Rewrite the rows below with "protective" replaced by "safety" throughout and everything else unchanged. Leave the pictures out of your answer.

(Rows excerpted from a collection)
┌────────
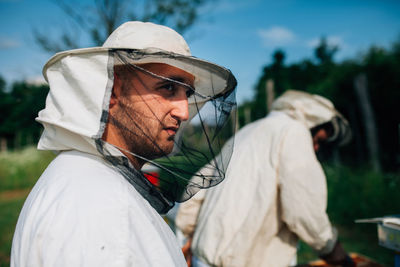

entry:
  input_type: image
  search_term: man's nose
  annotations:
[171,90,189,121]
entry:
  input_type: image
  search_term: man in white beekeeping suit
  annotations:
[176,90,353,267]
[11,22,236,267]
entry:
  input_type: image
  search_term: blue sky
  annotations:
[0,0,400,102]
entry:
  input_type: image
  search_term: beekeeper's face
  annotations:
[106,63,194,168]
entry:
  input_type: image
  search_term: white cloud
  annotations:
[306,35,348,49]
[258,26,296,46]
[0,37,21,49]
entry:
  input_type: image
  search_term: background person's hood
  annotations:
[271,90,351,144]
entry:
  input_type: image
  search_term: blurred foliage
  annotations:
[0,78,49,148]
[250,38,400,172]
[0,147,55,192]
[0,196,28,267]
[298,163,400,266]
[33,0,216,53]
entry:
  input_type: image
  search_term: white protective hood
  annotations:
[36,22,236,157]
[271,90,351,144]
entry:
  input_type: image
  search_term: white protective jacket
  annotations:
[176,91,347,267]
[11,151,186,267]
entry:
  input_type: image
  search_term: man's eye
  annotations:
[186,89,194,98]
[161,83,176,92]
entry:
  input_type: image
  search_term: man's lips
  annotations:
[164,126,179,135]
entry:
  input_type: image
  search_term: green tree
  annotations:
[0,82,48,148]
[33,0,216,52]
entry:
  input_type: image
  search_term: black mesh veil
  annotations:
[96,49,236,213]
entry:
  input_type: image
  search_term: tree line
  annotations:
[239,38,400,172]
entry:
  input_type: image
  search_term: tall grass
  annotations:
[0,147,55,192]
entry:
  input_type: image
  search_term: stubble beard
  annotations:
[110,107,174,160]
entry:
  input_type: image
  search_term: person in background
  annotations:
[176,90,354,267]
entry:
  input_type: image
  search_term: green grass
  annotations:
[0,147,55,267]
[0,147,55,192]
[298,224,394,266]
[0,191,29,267]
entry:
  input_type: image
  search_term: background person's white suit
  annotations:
[176,91,349,267]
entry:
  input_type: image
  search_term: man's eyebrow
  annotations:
[159,75,193,87]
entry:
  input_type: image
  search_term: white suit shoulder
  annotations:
[12,151,184,266]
└────────
**Task solution**
entry:
  input_type: image
  search_term: man's nose
  annotations:
[171,90,189,121]
entry:
  input_type: image
  search_term: man in white beekeeping suit
  annotations:
[176,90,353,267]
[11,22,236,267]
entry:
  input_type: image
  search_term: blue sky
  annotations:
[0,0,400,102]
entry:
  input_type: image
  search_term: beekeeper's face
  annotations:
[106,63,194,168]
entry:
  input_type: image
  search_term: white cloud
  annotations:
[306,35,348,49]
[258,26,296,46]
[0,37,21,49]
entry:
  input_type: image
  search_term: background person's hood
  annotations:
[271,90,351,144]
entry:
  input_type: image
  search_term: blurred foliage
  annotations:
[0,78,49,148]
[250,38,400,172]
[0,147,55,192]
[0,196,28,267]
[298,163,400,266]
[33,0,216,53]
entry:
  input_type: image
  search_term: white safety hood
  annotations:
[36,22,236,157]
[271,90,351,144]
entry:
  input_type: image
  search_term: white safety jacket
  annotations:
[176,91,347,267]
[11,151,186,267]
entry:
  input_type: image
  search_term: man's eye
  annotations:
[186,89,194,98]
[161,83,176,92]
entry:
  input_type: image
  search_term: man's lips
  annotations:
[164,126,179,135]
entry:
  input_type: image
  search_term: green tree
  annotations:
[0,82,48,148]
[33,0,216,52]
entry:
  input_type: image
  search_term: black mesh veil
  annotations:
[96,49,236,213]
entry:
  input_type: image
  search_term: tree line
  annotations:
[239,38,400,172]
entry:
  input_type: image
  search_term: tall grass
  annotations:
[0,147,55,192]
entry:
  input_type: image
  search_term: stubble beard
  annotations:
[110,107,174,160]
entry:
  input_type: image
  search_term: person in background
  annotations:
[176,90,354,267]
entry:
  input_type: image
  search_term: green grass
  annotations:
[0,147,55,267]
[0,147,55,192]
[298,224,394,266]
[0,191,29,267]
entry:
  input_type: image
  search_term: background person's white suit
  annotations:
[176,91,349,267]
entry:
  input_type: image
  search_term: man's eyebrow
  annotations:
[159,75,193,87]
entry:
  input_type: image
  search_term: white suit shoulder
  annotations:
[12,151,184,266]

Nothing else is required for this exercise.